WHAT IS EXPECTED
Return, word for word, only the lines from the one containing "Please place a point on the rear" through the last line of the entries.

== RECORDED INFORMATION

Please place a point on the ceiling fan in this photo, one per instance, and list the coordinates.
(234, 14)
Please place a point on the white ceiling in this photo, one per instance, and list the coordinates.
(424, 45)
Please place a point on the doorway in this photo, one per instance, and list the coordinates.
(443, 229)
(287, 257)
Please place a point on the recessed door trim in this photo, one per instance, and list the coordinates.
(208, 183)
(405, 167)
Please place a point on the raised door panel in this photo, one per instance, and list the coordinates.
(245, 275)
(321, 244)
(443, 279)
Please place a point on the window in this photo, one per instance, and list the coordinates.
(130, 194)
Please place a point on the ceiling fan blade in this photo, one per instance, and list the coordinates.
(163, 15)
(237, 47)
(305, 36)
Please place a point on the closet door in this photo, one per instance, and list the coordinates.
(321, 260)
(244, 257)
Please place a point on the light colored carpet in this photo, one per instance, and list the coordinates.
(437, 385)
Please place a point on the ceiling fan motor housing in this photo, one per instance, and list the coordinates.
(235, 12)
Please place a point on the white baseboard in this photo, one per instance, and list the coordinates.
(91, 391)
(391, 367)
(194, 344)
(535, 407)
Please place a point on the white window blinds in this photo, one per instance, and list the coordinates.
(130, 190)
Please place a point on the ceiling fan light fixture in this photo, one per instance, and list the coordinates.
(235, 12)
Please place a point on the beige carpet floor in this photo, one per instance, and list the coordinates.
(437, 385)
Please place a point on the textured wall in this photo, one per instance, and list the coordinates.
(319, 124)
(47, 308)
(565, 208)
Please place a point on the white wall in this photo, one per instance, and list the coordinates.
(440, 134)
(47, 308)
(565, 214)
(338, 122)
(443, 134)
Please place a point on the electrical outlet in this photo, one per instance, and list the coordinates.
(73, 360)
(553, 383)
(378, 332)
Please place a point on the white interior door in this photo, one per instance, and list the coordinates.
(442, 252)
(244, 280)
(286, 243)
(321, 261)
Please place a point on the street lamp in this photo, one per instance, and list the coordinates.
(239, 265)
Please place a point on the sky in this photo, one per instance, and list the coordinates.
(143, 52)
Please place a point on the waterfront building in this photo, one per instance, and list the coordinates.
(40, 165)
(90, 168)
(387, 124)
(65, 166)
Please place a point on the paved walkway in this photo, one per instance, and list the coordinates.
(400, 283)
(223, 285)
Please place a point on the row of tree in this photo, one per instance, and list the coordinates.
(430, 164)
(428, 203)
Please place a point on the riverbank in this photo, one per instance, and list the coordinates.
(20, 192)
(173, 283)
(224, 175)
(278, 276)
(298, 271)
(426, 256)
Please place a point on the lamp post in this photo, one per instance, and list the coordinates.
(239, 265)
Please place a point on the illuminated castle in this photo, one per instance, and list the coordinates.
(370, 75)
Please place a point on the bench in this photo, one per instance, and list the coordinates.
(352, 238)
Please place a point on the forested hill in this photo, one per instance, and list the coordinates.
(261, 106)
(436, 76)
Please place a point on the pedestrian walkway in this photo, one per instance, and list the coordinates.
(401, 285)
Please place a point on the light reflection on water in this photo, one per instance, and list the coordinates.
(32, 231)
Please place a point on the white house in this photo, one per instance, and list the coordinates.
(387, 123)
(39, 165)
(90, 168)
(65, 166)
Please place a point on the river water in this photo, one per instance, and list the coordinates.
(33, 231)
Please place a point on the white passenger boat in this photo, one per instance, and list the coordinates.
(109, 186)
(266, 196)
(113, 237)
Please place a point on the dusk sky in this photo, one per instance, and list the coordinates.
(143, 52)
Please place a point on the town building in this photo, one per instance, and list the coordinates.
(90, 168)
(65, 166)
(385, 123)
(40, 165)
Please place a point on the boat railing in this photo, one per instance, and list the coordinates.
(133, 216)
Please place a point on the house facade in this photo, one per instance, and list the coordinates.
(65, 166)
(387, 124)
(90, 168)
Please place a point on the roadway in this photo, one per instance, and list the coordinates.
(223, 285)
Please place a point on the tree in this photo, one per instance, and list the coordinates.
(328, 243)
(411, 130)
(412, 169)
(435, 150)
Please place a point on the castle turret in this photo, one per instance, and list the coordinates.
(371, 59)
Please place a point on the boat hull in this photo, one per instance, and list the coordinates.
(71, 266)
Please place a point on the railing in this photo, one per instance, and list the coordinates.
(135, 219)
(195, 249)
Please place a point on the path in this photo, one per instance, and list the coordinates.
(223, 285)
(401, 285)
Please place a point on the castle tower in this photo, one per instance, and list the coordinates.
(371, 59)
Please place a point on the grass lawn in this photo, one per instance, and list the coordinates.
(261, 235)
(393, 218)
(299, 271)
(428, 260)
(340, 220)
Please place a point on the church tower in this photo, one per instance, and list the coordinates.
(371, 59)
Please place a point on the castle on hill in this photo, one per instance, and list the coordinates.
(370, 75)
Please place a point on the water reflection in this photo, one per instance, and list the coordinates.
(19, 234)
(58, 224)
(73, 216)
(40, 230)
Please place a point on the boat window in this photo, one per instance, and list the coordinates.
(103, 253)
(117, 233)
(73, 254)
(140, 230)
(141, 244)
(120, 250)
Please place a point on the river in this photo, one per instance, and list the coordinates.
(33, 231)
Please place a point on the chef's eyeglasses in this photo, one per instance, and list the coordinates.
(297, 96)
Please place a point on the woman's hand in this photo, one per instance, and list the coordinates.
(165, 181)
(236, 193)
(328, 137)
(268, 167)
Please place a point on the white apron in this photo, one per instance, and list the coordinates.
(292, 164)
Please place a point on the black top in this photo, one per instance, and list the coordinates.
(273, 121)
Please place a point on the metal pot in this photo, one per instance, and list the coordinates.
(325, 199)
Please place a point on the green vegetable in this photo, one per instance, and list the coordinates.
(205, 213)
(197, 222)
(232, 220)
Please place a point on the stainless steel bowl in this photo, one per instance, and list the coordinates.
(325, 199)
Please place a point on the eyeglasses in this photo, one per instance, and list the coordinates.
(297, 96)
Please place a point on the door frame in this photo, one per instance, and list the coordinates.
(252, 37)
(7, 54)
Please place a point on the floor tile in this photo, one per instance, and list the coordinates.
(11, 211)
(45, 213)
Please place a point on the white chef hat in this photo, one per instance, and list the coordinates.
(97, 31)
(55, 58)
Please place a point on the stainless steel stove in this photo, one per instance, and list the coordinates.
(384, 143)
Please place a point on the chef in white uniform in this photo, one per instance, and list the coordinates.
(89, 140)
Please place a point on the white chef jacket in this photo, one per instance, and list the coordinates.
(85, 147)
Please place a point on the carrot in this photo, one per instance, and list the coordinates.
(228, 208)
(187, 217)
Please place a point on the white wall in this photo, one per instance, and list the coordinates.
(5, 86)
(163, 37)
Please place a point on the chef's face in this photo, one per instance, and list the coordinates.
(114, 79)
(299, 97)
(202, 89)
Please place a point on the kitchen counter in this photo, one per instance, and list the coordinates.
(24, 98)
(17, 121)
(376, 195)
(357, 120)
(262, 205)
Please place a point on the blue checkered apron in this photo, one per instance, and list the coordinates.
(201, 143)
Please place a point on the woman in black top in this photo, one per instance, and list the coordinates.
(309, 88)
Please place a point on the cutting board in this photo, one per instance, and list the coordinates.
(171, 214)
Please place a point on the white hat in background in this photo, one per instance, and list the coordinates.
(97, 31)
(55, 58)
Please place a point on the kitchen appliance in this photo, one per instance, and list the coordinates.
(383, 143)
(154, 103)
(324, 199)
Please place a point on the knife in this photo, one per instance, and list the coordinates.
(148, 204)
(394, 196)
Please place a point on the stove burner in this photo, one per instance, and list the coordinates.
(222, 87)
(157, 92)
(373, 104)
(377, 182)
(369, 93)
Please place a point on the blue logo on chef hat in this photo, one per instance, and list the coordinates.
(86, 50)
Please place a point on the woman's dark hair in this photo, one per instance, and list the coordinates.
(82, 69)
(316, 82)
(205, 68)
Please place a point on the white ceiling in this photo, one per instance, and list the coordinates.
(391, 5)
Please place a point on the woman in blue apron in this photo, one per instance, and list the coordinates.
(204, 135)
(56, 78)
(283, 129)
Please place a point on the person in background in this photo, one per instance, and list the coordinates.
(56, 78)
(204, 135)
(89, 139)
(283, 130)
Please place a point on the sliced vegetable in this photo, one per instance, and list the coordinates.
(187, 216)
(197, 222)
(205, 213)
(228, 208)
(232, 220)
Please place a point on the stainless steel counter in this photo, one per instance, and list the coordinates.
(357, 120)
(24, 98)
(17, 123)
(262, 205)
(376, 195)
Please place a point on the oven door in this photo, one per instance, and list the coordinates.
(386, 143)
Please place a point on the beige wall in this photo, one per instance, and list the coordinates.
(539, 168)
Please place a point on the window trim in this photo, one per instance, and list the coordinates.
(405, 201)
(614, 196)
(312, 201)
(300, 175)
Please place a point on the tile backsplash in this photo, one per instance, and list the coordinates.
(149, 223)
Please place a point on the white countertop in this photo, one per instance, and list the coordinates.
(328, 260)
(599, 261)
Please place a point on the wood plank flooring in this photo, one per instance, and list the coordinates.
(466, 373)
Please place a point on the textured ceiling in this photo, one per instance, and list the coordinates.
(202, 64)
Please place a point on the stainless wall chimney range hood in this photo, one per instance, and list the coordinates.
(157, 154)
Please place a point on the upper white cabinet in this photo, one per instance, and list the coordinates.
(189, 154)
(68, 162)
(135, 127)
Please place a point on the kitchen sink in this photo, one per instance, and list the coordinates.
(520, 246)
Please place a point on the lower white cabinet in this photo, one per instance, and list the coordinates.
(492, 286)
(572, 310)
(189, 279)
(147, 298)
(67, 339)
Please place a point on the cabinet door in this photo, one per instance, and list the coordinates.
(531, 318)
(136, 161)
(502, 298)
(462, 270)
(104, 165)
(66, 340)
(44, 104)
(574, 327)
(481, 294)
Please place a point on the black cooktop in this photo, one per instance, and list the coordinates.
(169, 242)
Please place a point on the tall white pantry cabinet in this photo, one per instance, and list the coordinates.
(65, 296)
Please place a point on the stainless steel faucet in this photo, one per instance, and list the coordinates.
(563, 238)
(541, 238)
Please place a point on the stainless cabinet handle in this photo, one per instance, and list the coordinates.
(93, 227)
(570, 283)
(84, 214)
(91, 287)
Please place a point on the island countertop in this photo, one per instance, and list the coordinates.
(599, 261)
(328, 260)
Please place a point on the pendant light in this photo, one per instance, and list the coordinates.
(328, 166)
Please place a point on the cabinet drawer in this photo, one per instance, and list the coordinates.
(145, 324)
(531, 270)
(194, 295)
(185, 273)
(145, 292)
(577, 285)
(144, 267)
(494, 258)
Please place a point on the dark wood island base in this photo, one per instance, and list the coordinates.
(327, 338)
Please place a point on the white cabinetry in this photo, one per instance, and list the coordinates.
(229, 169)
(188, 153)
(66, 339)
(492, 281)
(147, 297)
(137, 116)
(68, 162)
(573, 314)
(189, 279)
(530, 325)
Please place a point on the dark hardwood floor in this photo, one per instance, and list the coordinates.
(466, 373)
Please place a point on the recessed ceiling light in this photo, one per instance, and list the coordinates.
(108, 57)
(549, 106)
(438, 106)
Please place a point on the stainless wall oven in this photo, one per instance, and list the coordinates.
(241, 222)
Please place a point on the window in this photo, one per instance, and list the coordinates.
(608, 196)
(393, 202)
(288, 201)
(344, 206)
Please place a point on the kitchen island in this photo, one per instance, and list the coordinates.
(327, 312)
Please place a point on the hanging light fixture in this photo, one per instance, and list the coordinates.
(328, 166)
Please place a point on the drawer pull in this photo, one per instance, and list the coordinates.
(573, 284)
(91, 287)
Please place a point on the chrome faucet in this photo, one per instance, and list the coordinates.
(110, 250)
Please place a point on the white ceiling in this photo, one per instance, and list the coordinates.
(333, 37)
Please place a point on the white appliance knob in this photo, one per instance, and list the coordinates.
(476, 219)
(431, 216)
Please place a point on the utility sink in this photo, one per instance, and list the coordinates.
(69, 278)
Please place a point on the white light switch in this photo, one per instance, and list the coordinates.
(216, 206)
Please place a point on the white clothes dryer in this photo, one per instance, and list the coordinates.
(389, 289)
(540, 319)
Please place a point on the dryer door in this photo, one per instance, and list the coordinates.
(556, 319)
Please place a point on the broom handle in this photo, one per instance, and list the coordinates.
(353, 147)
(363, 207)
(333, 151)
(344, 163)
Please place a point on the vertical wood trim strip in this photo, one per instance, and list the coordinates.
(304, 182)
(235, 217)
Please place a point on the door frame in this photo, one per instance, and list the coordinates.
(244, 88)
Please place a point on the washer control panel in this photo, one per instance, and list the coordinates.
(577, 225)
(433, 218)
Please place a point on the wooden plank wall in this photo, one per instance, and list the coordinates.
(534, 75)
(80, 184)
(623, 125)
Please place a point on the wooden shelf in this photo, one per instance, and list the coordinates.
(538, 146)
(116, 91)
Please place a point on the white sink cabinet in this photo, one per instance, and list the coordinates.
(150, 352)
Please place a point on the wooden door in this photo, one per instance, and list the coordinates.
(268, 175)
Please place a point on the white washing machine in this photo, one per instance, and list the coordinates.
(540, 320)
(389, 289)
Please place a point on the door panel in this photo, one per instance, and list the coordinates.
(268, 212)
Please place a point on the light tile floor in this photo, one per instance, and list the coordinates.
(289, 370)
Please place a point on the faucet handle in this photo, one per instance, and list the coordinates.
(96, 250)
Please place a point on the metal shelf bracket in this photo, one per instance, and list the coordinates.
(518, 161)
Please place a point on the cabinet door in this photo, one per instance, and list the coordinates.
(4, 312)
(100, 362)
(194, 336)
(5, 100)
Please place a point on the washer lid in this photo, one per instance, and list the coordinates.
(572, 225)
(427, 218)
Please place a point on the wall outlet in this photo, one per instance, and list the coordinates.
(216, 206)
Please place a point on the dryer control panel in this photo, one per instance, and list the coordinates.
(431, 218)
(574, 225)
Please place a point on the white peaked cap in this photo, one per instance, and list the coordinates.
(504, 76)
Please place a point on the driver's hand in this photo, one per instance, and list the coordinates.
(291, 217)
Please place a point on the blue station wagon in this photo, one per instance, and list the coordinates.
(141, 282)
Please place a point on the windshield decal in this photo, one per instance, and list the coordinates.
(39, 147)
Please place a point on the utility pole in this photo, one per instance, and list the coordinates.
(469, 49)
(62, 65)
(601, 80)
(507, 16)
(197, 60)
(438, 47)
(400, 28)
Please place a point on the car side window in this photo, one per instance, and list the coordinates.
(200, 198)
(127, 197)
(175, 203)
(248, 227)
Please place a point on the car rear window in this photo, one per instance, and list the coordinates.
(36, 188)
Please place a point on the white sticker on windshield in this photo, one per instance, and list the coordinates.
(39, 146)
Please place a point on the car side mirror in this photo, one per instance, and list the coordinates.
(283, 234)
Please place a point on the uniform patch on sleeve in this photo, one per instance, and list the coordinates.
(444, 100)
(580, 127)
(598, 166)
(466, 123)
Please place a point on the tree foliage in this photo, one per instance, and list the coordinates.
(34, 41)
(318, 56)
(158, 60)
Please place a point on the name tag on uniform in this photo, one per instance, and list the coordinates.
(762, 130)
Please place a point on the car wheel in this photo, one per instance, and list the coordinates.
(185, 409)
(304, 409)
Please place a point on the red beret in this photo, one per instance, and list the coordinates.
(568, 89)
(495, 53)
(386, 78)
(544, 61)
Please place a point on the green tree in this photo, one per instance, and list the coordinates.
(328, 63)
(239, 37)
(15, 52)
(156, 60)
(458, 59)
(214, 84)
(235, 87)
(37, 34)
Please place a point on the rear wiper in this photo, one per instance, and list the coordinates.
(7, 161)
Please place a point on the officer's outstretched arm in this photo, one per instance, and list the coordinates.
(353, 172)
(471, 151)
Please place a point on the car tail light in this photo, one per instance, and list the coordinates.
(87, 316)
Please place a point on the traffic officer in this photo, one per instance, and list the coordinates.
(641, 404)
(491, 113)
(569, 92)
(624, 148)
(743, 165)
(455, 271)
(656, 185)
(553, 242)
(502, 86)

====

RESPONSE
Please place a point on the rear wiper in this photo, one per instance, and list the coordinates.
(7, 161)
Please place a point on the officer's outstretched arm in this photo, one per instance, and list the coordinates.
(353, 172)
(471, 151)
Please place a point on the car tail light in this photo, one per instance, and list the coordinates.
(87, 316)
Please place a point on the traffic officer in this photo, one per instance, and list the coordinates.
(641, 404)
(491, 113)
(569, 92)
(624, 148)
(743, 165)
(455, 271)
(656, 185)
(553, 242)
(502, 86)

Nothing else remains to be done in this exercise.